* [Point-per-instance localization data]

++++++++

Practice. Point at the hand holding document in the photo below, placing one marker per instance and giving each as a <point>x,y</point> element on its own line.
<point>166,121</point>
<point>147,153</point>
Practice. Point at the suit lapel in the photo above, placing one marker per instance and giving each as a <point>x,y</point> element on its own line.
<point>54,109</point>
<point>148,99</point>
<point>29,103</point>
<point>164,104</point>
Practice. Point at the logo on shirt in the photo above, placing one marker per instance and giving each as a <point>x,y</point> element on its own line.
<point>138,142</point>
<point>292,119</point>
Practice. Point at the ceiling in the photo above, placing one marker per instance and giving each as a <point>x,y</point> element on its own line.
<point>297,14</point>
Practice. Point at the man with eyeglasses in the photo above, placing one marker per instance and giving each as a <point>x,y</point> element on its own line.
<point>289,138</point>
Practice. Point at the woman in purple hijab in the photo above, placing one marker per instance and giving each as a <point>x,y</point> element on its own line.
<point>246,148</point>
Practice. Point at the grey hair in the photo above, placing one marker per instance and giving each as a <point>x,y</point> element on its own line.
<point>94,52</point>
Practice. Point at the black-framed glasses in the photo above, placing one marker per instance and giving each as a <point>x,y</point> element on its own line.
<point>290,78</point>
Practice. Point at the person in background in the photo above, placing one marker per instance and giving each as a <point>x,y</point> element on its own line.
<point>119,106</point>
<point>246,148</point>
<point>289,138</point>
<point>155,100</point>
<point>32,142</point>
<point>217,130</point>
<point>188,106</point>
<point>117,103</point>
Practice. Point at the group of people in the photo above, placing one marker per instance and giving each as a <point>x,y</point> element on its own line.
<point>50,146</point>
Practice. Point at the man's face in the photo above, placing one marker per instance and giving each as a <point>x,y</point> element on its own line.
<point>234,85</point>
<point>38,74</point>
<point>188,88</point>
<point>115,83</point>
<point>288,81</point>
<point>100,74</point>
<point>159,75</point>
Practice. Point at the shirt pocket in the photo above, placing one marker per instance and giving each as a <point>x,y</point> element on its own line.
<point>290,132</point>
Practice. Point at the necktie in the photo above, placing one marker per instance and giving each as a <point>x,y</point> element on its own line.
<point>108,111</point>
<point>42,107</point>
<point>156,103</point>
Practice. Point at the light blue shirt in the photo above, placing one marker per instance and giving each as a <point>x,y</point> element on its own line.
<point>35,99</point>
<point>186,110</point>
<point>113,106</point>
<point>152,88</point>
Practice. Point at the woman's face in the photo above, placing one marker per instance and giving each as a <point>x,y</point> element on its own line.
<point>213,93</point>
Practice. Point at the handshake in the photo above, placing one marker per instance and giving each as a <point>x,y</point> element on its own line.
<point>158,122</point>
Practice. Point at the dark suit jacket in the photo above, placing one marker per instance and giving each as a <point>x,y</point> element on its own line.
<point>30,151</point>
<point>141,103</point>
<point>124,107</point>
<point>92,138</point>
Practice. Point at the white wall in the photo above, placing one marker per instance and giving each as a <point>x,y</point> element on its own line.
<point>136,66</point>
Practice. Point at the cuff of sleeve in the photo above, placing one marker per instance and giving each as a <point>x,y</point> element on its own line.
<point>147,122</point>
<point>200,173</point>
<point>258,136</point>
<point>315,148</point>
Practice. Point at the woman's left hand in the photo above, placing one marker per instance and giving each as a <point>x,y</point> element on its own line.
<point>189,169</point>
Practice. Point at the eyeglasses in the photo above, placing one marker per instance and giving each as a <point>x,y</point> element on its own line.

++++++++

* [Exercise goal]
Give back every line of the data exactly as it was written.

* [Exercise output]
Practice. Point at the hand holding document in the photo below, placing one marker per instance and giving each as a <point>x,y</point> element on its own line.
<point>166,121</point>
<point>147,153</point>
Practice. Point at the suit lapel in the photo above, placing one marker per instance and giving each as a <point>x,y</point> element on its own line.
<point>54,109</point>
<point>148,99</point>
<point>29,103</point>
<point>164,104</point>
Practice. Point at the logo on shirt in the photo above, placing one marker per instance and giving each as a <point>x,y</point> element on its own line.
<point>138,142</point>
<point>292,119</point>
Practice. Point at the ceiling in the photo above, placing one marker per instance and giving each as a <point>x,y</point> element on its own line.
<point>297,14</point>
Practice. Point at the man with eyeglasses in the photo above, placing one marker per instance and giving each as a <point>x,y</point> element on its own line.
<point>289,138</point>
Practice. Point at the woman in purple hijab in the photo above, placing one marker per instance and giving each as a <point>x,y</point> element on its own line.
<point>246,148</point>
Practice. Point at the grey hair in the photo above, placing one marker per instance and giving each as a <point>x,y</point> element on its own line.
<point>94,52</point>
Practice. Point at the black-framed glasses in the photo above, placing one marker per instance and giving each as a <point>x,y</point> element on its own line.
<point>290,78</point>
Practice. Point at the person in background in the photo above, placing one marker per instance and giving each as a <point>x,y</point> element on its own line.
<point>119,106</point>
<point>246,148</point>
<point>289,138</point>
<point>155,100</point>
<point>32,142</point>
<point>217,130</point>
<point>188,106</point>
<point>117,103</point>
Practice. Point at the group of people in the photo above, placing one marker per instance and giving each as a <point>x,y</point> element on its own line.
<point>50,146</point>
Practice. Point at the man's face in the photo above, placing one marker per instance and giving each as a <point>x,y</point> element on its own line.
<point>234,85</point>
<point>38,74</point>
<point>188,88</point>
<point>115,83</point>
<point>288,81</point>
<point>100,74</point>
<point>159,75</point>
Practice. Point at the shirt pocket in the photo above, placing one marker per instance and giving each as a <point>x,y</point> element on its own line.
<point>290,132</point>
Practice. Point at the necktie in the photo above, placing one marker per instance and giving each as a <point>x,y</point> element on its own line.
<point>108,111</point>
<point>42,107</point>
<point>156,103</point>
Practice. Point at the light blue shirt in the photo above, placing one marker per instance and giving each as a <point>x,y</point> element on its own line.
<point>35,99</point>
<point>186,110</point>
<point>113,106</point>
<point>152,88</point>
Practice. Point at the woman's face in the photo above, placing one marker per instance and giving each as a <point>x,y</point> element on its own line.
<point>213,93</point>
Practice. Point at the handshake in the photo above, placing one marker per instance and giving each as a <point>x,y</point> element on its own line.
<point>158,122</point>
Practice. Point at the dark suit jacket in the photo above, placing one marker per instance and giving each as a <point>x,y</point> element on its own line.
<point>30,151</point>
<point>141,103</point>
<point>124,107</point>
<point>92,138</point>
Practice. Point at the white wall in the photo above, placing one marker per instance and giving each as a <point>x,y</point> element on its own line.
<point>136,66</point>
Practice. Point at the cuff of sleeve in the photo above, placing one marker per instance and giving each as a <point>x,y</point> element on its own line.
<point>147,122</point>
<point>200,173</point>
<point>258,136</point>
<point>315,148</point>
Practice. Point at the woman's left hand in the photo above, placing one marker per instance and giving each as a <point>x,y</point> element on its own line.
<point>189,169</point>
Practice. Point at the eyeglasses in the photo above, placing one marker per instance and giving each as a <point>x,y</point> element on its own line.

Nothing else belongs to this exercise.